YOUR OBJECTIVE
Edit the lines of the material from the line with "query | bush" through the end of the material, changing every "place a dot" to "put a mark" and keeping everything else unchanged. Return only those lines.

Records of labeled points
------------------------------------------------
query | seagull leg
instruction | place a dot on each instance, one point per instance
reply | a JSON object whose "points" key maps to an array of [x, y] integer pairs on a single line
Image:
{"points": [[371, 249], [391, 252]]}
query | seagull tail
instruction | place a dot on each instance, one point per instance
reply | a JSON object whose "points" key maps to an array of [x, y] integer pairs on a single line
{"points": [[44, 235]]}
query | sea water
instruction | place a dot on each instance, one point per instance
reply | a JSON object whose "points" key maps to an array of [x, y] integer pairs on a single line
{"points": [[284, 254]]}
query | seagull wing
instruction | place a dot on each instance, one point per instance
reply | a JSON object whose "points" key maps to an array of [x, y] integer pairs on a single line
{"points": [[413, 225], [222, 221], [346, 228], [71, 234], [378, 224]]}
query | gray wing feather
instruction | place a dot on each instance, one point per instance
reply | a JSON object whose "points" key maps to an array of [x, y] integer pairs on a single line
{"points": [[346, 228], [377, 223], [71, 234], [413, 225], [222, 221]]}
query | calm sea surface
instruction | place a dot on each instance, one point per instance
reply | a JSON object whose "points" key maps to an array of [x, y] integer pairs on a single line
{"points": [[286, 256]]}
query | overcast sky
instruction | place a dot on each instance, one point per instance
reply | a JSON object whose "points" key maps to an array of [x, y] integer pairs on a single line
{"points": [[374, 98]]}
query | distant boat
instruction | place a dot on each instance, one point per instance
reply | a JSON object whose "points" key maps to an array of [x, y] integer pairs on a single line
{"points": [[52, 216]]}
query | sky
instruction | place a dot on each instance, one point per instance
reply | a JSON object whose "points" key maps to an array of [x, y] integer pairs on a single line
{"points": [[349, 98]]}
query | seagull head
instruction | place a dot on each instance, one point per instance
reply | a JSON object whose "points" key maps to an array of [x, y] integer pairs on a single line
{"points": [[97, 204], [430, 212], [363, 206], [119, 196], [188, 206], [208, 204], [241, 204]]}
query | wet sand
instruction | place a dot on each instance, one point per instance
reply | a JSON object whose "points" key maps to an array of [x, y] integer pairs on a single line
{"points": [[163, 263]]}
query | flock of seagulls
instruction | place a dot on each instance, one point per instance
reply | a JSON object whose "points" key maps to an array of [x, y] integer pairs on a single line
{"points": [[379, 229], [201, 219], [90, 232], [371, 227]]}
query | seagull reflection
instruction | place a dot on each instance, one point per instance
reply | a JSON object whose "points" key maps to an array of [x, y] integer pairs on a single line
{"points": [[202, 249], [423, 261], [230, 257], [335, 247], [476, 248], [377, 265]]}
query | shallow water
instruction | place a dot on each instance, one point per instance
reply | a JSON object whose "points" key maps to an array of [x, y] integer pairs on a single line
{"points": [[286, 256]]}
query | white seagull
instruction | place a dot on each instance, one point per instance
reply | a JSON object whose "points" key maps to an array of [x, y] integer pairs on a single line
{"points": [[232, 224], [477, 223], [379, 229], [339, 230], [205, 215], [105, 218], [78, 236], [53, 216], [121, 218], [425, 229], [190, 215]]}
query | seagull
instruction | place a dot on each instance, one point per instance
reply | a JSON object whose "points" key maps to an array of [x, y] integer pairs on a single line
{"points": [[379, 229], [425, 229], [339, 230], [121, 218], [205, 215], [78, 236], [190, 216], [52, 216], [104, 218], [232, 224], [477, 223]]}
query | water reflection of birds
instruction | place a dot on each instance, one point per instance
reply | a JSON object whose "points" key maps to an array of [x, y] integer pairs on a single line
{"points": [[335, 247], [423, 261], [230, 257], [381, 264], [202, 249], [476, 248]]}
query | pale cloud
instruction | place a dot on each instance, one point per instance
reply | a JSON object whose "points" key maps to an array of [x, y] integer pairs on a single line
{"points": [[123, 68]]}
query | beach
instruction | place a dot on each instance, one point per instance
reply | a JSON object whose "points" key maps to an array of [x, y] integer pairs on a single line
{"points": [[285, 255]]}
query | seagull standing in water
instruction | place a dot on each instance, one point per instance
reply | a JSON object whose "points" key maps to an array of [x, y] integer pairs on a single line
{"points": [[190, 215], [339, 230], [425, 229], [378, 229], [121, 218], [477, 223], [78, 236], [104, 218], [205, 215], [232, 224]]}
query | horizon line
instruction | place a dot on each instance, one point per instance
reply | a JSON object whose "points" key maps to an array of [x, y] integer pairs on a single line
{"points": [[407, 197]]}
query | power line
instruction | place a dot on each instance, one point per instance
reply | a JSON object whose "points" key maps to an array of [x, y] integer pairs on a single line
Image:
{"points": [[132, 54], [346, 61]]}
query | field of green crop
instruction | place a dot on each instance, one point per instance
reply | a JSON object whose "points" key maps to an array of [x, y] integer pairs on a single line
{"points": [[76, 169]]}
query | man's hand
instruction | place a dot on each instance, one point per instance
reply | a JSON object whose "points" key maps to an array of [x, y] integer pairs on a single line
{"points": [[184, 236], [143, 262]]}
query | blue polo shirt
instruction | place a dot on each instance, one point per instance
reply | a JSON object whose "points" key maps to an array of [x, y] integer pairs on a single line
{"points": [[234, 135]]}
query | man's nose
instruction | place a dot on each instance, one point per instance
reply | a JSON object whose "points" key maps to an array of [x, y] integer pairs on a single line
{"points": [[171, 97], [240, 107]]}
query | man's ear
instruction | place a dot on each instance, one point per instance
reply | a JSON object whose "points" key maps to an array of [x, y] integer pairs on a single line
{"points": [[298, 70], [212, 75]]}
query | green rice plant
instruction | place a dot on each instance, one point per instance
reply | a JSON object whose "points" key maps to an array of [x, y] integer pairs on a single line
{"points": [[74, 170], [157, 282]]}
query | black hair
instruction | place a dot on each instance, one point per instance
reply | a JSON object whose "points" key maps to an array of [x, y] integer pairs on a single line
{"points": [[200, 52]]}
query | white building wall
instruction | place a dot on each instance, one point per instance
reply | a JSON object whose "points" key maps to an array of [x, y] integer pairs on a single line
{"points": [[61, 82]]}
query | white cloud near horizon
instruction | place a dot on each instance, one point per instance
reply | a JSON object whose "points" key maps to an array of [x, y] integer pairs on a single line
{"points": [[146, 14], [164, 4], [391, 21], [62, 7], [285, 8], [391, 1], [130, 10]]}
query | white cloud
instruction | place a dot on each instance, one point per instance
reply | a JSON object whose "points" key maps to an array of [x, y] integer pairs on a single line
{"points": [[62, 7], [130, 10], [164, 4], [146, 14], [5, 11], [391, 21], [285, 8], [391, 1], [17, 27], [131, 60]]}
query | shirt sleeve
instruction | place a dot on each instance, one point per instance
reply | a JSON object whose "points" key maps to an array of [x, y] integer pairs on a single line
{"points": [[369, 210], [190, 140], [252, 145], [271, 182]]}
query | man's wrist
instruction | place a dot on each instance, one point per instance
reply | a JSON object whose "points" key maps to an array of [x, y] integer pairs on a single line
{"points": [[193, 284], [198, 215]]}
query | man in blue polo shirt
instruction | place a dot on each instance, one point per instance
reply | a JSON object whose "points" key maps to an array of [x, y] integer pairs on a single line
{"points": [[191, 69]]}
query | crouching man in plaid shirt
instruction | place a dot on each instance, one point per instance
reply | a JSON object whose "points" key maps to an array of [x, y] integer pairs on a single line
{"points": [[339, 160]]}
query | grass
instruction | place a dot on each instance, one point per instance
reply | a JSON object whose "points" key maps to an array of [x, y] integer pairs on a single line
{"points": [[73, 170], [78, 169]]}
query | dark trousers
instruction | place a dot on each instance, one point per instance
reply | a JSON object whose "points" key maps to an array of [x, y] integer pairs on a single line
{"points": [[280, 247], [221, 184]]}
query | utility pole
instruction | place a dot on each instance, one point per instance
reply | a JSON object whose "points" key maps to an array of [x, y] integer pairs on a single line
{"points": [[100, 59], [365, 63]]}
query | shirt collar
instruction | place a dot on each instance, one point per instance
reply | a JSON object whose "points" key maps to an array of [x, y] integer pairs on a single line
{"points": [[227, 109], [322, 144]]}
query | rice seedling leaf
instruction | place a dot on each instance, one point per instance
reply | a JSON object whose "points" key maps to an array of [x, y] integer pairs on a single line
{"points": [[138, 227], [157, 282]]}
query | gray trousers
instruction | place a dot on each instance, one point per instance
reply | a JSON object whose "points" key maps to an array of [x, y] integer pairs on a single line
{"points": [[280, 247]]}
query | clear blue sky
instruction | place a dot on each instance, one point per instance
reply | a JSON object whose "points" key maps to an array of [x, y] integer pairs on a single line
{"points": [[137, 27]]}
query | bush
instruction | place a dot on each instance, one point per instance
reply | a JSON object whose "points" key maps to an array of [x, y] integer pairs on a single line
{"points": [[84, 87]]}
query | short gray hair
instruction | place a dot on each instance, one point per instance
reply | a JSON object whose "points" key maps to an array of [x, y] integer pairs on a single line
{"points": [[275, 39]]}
------------------------------------------------
TASK RESPONSE
query | bush
instruction | put a mark on each instance, one point per instance
reply | a JSON object whose "points" key maps to an array of [x, y] integer pairs on a single line
{"points": [[84, 87]]}
query | short gray hair
instruction | put a mark on each instance, one point per instance
reply | a JSON object whose "points" key maps to an array of [x, y] integer pairs on a single line
{"points": [[275, 39]]}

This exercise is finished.